→ **Task details**
Reproduce all of the following data character for character, leaving out nothing.

====== Supplied data

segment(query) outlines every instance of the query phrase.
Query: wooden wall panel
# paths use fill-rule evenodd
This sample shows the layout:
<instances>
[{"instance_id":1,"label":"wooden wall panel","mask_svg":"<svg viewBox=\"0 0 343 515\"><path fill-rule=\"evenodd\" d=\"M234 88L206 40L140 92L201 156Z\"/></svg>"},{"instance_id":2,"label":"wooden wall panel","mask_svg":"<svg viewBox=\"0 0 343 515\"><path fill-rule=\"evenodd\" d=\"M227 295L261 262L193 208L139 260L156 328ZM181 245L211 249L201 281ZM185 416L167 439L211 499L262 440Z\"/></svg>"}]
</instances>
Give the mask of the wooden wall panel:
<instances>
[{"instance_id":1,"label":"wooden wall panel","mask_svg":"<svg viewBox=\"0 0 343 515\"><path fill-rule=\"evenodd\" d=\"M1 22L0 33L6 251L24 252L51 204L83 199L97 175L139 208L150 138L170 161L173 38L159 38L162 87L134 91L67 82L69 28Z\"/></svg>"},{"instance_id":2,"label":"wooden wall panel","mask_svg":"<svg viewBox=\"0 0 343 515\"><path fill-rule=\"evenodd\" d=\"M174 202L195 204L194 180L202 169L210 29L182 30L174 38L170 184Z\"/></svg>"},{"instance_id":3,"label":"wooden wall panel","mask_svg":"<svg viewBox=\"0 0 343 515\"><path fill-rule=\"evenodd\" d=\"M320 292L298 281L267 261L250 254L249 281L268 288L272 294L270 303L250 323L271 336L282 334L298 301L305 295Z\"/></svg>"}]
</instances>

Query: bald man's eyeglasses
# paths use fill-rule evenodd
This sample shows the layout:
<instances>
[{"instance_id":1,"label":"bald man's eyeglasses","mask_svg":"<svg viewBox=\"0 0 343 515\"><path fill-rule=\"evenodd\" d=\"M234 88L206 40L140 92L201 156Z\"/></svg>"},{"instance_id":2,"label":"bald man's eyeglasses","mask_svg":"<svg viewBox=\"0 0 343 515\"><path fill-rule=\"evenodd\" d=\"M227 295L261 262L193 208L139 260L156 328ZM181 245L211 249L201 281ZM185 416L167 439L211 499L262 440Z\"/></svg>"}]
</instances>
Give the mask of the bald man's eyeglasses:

============

→ **Task response**
segment(query) outlines every instance of the query phrase.
Query: wooden wall panel
# paths use fill-rule evenodd
This sample shows the layout:
<instances>
[{"instance_id":1,"label":"wooden wall panel","mask_svg":"<svg viewBox=\"0 0 343 515\"><path fill-rule=\"evenodd\" d=\"M234 88L206 40L140 92L201 156Z\"/></svg>"},{"instance_id":2,"label":"wooden wall panel","mask_svg":"<svg viewBox=\"0 0 343 515\"><path fill-rule=\"evenodd\" d=\"M227 295L261 262L193 208L139 260L156 328ZM181 245L211 249L201 281ZM185 416L167 439L211 499L262 440Z\"/></svg>"}]
</instances>
Give the mask of the wooden wall panel:
<instances>
[{"instance_id":1,"label":"wooden wall panel","mask_svg":"<svg viewBox=\"0 0 343 515\"><path fill-rule=\"evenodd\" d=\"M1 22L0 33L6 251L24 252L51 204L83 199L97 175L139 208L150 138L170 161L173 38L159 38L162 87L134 91L67 82L69 28Z\"/></svg>"},{"instance_id":2,"label":"wooden wall panel","mask_svg":"<svg viewBox=\"0 0 343 515\"><path fill-rule=\"evenodd\" d=\"M174 202L195 204L194 180L202 169L210 29L182 30L174 38L170 184Z\"/></svg>"},{"instance_id":3,"label":"wooden wall panel","mask_svg":"<svg viewBox=\"0 0 343 515\"><path fill-rule=\"evenodd\" d=\"M320 292L298 281L267 261L250 254L249 281L268 288L272 294L270 303L250 323L271 336L282 334L298 301L305 295Z\"/></svg>"}]
</instances>

Query: bald man's eyeglasses
# paths use fill-rule evenodd
This sample shows the layout:
<instances>
[{"instance_id":1,"label":"bald man's eyeglasses","mask_svg":"<svg viewBox=\"0 0 343 515\"><path fill-rule=\"evenodd\" d=\"M234 88L206 40L140 92L201 156Z\"/></svg>"},{"instance_id":2,"label":"bald man's eyeglasses","mask_svg":"<svg viewBox=\"0 0 343 515\"><path fill-rule=\"evenodd\" d=\"M227 295L261 262L193 208L139 260L156 328ZM181 245L211 249L201 281ZM185 416L167 439L211 499L262 440Z\"/></svg>"}]
</instances>
Give the mask of the bald man's eyeglasses:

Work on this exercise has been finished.